──────── Dataset records

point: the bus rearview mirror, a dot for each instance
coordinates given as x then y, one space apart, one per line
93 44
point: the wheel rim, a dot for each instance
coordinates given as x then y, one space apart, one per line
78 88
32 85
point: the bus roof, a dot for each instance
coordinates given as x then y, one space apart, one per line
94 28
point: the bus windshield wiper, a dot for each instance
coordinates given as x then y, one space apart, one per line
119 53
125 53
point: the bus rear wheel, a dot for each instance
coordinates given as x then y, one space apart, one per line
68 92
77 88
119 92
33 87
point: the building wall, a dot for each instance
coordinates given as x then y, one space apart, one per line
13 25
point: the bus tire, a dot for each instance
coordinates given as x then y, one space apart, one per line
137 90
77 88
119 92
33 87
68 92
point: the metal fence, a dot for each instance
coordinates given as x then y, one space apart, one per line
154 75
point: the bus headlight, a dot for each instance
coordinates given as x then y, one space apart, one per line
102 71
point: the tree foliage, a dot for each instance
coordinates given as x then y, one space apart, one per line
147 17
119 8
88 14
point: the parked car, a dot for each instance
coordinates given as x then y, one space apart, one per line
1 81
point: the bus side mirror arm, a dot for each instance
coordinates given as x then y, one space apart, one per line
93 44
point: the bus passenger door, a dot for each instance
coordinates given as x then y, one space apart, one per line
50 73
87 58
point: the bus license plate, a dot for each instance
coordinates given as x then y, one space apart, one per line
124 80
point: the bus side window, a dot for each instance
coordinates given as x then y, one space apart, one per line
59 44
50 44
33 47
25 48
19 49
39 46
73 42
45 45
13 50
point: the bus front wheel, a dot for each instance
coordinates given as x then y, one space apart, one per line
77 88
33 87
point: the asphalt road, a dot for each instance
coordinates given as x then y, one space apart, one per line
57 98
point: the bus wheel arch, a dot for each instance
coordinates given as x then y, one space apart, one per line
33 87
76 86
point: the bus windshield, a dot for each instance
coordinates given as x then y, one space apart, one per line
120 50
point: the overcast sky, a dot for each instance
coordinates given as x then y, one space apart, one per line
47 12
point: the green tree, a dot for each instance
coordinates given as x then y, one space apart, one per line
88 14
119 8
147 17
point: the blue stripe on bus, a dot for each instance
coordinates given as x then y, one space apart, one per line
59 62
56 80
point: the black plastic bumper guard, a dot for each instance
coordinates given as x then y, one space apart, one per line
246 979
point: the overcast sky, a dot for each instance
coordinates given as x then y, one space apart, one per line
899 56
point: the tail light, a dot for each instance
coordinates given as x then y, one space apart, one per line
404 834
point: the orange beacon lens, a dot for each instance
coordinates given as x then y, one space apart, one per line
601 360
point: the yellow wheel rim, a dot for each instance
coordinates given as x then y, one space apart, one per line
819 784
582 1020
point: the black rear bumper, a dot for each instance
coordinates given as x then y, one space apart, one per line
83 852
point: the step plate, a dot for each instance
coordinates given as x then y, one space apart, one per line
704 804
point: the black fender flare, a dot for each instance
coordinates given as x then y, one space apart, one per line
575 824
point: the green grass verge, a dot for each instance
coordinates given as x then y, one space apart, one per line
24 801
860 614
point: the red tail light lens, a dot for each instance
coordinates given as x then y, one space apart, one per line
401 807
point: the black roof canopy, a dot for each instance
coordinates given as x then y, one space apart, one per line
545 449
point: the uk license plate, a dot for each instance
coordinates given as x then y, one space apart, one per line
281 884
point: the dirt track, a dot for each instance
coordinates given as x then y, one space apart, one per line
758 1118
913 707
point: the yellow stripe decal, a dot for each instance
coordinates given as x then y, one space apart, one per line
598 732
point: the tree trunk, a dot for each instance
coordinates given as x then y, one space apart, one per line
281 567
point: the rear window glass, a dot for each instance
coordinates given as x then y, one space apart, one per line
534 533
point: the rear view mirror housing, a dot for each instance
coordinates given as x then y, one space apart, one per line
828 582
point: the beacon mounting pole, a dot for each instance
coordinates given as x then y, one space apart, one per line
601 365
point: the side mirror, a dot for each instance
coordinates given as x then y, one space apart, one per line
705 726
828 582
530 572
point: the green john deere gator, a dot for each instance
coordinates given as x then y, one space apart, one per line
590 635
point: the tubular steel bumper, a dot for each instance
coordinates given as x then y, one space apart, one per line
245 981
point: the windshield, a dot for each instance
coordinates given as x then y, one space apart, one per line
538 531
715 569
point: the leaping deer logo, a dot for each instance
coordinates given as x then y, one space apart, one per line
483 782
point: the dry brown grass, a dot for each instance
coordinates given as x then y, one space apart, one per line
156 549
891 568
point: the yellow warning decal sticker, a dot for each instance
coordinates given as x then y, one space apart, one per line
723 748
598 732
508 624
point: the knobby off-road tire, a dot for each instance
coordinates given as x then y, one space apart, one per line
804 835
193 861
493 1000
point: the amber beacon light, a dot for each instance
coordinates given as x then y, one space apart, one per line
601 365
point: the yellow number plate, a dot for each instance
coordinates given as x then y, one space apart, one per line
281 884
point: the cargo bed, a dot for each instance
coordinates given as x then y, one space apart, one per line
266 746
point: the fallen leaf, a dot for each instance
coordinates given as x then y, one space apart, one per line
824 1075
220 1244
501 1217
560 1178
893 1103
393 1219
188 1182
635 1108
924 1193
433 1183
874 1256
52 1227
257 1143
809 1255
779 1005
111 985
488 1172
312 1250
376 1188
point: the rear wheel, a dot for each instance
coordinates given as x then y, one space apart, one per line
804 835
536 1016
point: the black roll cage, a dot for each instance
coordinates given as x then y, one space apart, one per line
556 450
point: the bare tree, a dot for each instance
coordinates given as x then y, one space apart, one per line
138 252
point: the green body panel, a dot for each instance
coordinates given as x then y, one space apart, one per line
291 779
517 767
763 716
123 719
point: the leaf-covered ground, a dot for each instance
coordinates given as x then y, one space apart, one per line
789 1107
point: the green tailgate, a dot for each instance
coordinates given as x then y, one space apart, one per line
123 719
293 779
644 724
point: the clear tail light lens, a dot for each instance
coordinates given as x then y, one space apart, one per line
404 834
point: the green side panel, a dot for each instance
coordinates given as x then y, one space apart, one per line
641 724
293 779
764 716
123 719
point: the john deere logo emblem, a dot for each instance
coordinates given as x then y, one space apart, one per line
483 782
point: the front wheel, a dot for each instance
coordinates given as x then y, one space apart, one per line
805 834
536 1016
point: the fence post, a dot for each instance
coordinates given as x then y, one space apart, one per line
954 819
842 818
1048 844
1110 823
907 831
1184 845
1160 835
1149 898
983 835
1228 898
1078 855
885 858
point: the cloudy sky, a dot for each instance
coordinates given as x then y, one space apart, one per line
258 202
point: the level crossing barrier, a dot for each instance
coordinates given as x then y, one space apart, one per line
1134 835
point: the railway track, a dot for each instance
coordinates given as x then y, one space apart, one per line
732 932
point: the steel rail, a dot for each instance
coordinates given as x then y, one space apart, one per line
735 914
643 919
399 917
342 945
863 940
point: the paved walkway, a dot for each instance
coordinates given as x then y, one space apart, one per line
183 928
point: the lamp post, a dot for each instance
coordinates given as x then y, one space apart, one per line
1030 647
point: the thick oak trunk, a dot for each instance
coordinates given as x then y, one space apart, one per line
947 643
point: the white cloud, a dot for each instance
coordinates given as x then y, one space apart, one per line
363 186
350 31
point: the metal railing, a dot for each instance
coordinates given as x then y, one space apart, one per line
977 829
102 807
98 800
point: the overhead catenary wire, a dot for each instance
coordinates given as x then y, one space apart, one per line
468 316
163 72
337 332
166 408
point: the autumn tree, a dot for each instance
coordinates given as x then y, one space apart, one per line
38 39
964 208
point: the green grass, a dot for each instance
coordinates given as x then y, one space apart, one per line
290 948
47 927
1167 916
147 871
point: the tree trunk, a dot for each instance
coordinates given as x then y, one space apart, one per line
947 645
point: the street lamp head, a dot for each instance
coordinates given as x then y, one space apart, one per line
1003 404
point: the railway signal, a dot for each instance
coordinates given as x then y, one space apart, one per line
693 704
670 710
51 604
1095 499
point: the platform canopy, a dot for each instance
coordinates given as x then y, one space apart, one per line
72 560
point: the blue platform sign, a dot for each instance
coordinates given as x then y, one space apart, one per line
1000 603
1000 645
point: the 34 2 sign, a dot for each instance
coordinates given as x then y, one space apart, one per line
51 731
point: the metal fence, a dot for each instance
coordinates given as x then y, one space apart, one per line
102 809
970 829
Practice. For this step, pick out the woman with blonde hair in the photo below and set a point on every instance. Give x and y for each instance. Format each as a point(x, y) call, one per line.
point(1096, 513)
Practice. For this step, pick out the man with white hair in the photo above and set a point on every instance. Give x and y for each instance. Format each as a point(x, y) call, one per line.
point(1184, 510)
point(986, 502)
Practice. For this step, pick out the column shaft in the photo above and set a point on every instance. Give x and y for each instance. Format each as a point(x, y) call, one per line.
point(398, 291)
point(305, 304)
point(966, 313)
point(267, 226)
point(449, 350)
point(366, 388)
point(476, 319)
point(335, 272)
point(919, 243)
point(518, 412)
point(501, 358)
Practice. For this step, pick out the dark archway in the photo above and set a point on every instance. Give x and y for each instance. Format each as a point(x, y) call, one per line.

────────────────

■ Work to be completed
All lines from the beginning of the entries through the line marked "point: the bus roof, a dot for each instance" are to be output exactly; nothing else belongs in the answer.

■ Answer space
point: the bus rearview mirror, a dot for each instance
coordinates given as x then y, one space apart, one per line
93 44
point: the wheel rim, a dot for each instance
coordinates given as x then y, one space apart, one per line
78 88
32 85
point: the bus roof, a dot for each instance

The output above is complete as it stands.